Problem statement
Copy out the lines of the entries below word for word, beginning with the line that contains "of the windshield" and ending with the line that contains "pixel 262 204", both included.

[Records from a collection]

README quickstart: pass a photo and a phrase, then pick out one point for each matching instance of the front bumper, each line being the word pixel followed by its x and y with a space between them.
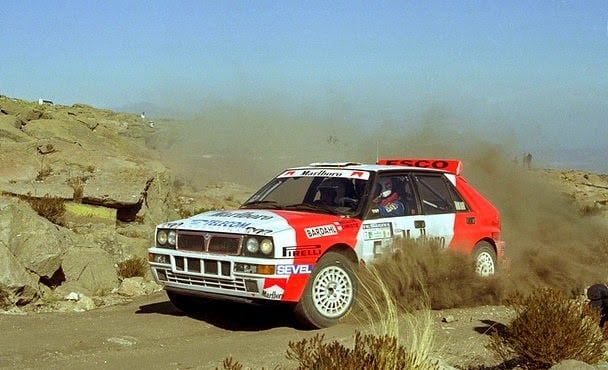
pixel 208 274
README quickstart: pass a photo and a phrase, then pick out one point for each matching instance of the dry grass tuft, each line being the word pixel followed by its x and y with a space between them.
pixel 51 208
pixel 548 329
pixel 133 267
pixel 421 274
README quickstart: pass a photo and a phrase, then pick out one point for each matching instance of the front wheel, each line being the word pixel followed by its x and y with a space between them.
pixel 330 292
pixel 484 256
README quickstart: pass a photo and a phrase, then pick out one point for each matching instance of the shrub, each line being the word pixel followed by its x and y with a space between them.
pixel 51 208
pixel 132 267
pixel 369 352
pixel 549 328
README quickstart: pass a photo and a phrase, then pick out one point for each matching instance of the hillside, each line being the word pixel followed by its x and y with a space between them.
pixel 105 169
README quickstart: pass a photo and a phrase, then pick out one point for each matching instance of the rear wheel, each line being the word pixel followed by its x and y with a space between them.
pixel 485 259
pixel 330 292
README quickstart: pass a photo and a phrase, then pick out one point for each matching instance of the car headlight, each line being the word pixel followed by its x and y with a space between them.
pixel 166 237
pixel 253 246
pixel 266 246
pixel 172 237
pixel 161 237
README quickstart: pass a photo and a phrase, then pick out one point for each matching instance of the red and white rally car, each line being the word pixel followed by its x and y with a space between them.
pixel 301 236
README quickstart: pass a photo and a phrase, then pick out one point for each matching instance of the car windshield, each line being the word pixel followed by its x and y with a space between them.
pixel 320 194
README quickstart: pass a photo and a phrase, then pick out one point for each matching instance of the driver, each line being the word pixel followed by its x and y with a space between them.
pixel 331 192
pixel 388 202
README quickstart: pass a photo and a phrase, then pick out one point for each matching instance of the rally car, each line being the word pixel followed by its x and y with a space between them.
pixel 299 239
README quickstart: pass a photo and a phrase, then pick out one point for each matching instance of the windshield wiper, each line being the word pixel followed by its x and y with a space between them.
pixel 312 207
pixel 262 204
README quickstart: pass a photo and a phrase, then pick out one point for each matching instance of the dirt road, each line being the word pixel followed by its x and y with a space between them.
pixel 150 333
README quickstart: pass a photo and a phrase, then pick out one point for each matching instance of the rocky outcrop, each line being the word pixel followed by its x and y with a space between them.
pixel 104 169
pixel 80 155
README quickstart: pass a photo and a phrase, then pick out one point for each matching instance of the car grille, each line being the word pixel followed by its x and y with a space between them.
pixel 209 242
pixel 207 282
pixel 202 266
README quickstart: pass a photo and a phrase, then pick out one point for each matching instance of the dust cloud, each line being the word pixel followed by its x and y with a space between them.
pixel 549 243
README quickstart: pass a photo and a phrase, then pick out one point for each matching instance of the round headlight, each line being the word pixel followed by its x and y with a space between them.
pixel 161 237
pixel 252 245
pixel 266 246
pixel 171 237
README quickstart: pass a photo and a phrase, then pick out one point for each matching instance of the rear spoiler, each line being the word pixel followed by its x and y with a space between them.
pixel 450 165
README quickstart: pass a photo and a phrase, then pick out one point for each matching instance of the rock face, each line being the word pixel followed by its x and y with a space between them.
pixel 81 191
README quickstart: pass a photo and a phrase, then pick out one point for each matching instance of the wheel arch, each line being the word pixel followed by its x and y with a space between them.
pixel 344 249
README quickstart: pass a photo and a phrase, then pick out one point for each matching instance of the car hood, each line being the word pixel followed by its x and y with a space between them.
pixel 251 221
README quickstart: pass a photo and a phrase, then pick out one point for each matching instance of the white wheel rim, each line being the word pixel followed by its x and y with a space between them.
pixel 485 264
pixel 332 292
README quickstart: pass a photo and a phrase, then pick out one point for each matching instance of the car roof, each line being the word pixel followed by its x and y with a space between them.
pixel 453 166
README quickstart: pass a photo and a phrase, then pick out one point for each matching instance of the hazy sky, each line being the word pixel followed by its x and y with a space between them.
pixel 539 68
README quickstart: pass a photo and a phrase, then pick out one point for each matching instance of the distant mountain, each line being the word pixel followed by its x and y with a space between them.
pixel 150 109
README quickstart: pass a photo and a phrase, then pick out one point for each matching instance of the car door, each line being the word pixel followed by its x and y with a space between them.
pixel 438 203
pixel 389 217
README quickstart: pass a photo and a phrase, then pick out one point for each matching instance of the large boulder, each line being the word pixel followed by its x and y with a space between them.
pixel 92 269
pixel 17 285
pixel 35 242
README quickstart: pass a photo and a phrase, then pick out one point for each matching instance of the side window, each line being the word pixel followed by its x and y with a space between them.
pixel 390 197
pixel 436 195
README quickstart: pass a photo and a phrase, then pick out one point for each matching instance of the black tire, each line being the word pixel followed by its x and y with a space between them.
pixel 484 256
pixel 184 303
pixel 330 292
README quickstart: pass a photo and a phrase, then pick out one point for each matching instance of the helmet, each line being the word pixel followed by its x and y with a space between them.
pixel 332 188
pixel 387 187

Correct answer
README quickstart: pass a photo and a phrase, then pick out one point for each matching instance of the windshield wiper, each line being the word pixel followed by its x and y with a space between them.
pixel 312 207
pixel 262 204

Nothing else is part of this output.